- Problem
Find every line in the records below that contains the word "player", and copy each such line.

◆ ◆ ◆ ◆ ◆

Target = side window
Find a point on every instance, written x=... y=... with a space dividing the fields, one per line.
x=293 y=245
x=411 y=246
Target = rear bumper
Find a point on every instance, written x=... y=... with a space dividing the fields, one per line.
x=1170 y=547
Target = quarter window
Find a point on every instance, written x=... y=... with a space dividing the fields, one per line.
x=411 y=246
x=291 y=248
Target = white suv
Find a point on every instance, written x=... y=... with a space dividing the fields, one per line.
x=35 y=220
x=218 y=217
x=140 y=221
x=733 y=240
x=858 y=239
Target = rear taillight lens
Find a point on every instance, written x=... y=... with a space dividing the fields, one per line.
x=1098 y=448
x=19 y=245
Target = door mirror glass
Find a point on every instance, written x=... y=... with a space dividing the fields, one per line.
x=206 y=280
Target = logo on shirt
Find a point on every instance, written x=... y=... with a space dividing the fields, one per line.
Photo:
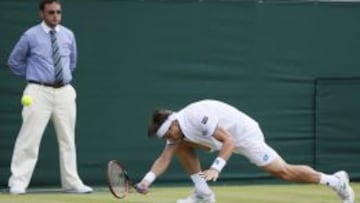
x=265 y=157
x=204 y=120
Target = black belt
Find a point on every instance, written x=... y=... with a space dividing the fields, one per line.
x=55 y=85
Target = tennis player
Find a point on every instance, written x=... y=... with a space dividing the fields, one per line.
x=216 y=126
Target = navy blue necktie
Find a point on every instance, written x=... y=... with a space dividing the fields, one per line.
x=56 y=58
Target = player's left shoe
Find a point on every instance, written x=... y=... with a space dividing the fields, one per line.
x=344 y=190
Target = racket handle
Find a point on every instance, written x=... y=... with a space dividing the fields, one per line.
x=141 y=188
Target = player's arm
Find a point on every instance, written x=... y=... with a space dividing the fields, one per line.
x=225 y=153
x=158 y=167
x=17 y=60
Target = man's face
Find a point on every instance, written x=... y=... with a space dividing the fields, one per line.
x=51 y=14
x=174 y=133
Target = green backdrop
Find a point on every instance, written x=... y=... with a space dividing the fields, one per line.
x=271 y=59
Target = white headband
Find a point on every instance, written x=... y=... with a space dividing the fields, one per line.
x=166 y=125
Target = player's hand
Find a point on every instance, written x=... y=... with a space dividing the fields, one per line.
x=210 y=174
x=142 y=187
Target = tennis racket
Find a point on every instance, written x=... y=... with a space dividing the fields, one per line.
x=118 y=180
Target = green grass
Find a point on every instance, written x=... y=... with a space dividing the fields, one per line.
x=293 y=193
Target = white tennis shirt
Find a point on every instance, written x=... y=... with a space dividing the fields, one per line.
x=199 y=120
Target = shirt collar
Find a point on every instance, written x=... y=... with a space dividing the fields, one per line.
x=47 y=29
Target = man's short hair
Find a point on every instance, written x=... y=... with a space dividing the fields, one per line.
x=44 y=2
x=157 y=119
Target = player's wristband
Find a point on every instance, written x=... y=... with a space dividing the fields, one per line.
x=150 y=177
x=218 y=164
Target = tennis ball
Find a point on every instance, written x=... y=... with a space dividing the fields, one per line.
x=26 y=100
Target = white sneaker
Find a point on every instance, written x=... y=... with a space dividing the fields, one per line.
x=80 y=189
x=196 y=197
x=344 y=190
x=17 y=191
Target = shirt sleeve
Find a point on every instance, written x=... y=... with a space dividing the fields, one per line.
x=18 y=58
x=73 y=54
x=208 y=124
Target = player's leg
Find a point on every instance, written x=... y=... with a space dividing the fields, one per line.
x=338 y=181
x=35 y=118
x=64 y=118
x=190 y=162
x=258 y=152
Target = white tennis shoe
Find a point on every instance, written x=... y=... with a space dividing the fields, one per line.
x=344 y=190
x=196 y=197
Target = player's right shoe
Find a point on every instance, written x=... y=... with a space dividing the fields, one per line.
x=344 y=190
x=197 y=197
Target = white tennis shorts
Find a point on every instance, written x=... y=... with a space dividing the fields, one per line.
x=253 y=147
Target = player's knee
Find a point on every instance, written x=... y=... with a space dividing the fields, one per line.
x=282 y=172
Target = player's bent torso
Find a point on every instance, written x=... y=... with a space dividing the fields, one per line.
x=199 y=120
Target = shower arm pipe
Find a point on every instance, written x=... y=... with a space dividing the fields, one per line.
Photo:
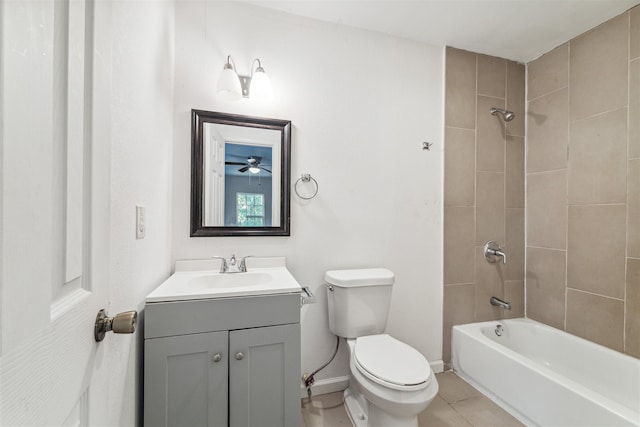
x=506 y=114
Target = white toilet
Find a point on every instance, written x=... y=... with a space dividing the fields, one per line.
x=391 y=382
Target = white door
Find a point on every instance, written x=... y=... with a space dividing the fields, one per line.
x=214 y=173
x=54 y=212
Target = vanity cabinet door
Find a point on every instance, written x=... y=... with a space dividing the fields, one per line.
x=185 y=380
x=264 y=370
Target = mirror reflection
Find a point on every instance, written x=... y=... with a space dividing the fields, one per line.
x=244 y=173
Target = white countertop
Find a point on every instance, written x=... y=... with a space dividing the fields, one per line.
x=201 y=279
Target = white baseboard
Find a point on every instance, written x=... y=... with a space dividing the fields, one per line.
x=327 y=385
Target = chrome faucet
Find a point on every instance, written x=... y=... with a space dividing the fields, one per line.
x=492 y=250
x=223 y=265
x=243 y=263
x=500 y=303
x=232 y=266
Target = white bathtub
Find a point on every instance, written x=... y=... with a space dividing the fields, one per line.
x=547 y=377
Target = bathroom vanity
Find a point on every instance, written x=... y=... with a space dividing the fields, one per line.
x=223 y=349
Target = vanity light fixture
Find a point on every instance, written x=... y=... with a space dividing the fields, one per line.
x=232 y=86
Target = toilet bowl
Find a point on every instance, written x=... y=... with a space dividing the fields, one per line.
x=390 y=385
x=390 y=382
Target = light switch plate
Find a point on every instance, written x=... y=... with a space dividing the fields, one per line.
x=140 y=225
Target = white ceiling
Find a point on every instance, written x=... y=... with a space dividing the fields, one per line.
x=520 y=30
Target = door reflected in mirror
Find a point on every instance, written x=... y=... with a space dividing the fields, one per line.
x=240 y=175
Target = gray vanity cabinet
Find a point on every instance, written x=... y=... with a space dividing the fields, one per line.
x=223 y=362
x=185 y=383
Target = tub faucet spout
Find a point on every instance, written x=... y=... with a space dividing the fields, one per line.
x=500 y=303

◆ ◆ ◆ ◆ ◆

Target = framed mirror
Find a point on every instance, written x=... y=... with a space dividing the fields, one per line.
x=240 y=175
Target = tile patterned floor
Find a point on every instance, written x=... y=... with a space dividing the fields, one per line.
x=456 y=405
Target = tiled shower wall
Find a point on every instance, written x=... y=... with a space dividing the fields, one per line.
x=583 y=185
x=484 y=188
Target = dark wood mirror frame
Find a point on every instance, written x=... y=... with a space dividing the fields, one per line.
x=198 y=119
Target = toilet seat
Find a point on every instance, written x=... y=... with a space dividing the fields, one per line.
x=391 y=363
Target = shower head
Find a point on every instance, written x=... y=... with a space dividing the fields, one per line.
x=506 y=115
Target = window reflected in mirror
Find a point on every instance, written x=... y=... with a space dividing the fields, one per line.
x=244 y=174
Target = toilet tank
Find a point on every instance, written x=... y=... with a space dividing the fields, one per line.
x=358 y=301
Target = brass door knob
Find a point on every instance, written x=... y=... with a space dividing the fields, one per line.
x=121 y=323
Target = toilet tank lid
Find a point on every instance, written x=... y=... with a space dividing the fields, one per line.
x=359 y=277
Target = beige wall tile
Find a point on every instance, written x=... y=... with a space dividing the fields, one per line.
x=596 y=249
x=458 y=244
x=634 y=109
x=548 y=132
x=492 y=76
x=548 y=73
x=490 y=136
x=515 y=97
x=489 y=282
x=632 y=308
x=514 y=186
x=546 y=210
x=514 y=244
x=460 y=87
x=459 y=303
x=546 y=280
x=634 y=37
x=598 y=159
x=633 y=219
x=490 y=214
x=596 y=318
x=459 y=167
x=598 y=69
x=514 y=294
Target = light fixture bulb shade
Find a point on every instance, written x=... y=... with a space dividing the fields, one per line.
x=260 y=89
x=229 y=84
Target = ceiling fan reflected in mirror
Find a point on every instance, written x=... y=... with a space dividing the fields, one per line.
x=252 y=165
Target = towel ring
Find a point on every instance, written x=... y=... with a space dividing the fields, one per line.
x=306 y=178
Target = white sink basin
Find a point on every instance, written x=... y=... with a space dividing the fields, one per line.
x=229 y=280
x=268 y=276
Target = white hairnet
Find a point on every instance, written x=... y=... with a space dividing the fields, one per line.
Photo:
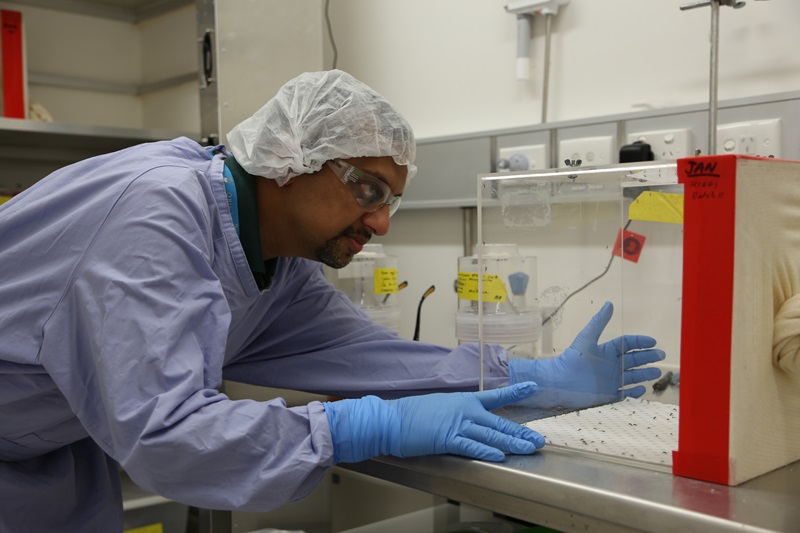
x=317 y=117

◆ ◆ ◆ ◆ ◆

- Reply
Target = tennis player
Target = player's left shoe
Target = player's arm
Target = player's hand
Target = player's wristband
Target = player's leg
Target = player's right shoe
Target = player's knee
Target = player's bent torso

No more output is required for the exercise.